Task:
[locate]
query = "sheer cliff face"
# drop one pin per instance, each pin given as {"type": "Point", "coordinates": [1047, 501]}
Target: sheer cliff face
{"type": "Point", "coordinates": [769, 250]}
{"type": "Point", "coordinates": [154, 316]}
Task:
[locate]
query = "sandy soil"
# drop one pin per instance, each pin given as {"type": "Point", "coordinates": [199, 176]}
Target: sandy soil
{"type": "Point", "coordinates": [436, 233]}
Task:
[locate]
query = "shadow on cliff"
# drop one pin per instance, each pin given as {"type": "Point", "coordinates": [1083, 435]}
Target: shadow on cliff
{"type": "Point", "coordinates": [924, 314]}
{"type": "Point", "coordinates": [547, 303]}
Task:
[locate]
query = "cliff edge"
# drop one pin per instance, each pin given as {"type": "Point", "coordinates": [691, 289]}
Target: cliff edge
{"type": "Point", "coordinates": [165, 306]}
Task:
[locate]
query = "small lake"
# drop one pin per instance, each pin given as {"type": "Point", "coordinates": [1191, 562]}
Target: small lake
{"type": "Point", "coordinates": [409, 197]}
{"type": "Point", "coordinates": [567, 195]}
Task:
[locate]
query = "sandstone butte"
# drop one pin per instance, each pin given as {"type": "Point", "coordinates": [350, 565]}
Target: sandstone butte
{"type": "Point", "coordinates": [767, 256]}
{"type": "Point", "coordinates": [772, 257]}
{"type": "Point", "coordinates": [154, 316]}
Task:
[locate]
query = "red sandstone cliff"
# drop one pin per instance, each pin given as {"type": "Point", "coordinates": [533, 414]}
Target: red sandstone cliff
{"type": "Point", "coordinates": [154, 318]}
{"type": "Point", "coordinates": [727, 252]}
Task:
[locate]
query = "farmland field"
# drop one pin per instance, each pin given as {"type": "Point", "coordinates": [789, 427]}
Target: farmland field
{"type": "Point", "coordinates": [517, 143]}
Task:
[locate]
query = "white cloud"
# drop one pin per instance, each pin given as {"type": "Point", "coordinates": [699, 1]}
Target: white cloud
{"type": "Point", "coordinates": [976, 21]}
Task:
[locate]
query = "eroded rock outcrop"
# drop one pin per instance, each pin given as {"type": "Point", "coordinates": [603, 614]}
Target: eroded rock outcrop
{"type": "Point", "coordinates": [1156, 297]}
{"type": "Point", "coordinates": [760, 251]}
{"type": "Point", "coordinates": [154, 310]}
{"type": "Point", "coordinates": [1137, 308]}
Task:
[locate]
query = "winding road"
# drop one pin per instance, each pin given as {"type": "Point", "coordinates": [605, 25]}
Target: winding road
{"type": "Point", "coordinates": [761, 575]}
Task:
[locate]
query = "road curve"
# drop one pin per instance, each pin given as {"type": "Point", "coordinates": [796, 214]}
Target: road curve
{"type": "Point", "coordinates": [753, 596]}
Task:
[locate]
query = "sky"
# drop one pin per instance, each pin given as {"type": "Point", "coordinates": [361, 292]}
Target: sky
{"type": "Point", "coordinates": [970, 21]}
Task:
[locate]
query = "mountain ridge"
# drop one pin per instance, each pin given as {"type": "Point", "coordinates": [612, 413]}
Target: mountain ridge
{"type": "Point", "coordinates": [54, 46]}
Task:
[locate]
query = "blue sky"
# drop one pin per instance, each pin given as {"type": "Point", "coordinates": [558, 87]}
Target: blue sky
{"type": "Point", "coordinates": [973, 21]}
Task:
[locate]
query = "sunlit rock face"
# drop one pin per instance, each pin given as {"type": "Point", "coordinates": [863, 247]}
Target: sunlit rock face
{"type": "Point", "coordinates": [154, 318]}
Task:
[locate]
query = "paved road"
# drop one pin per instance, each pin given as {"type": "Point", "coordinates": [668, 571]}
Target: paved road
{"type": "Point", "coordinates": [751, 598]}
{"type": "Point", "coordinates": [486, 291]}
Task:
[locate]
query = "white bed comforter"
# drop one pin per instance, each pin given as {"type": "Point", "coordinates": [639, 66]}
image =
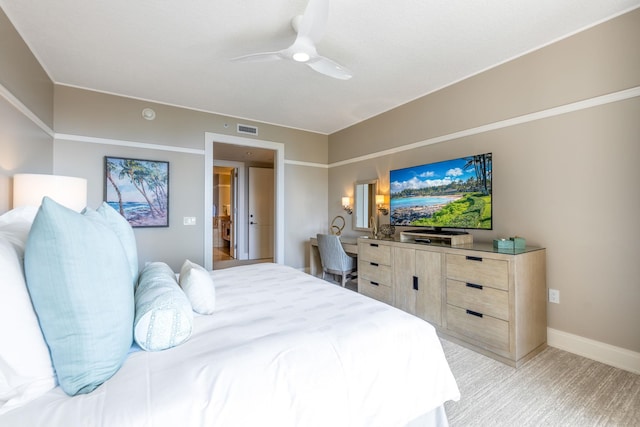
*-*-*
## EXERCISE DIRECTIONS
Find each line above that contains the word "sandstone" and copy those lines.

## COMPLETE ANSWER
query = "sandstone butte"
Target: sandstone butte
query = "red sandstone cliff"
Target: red sandstone cliff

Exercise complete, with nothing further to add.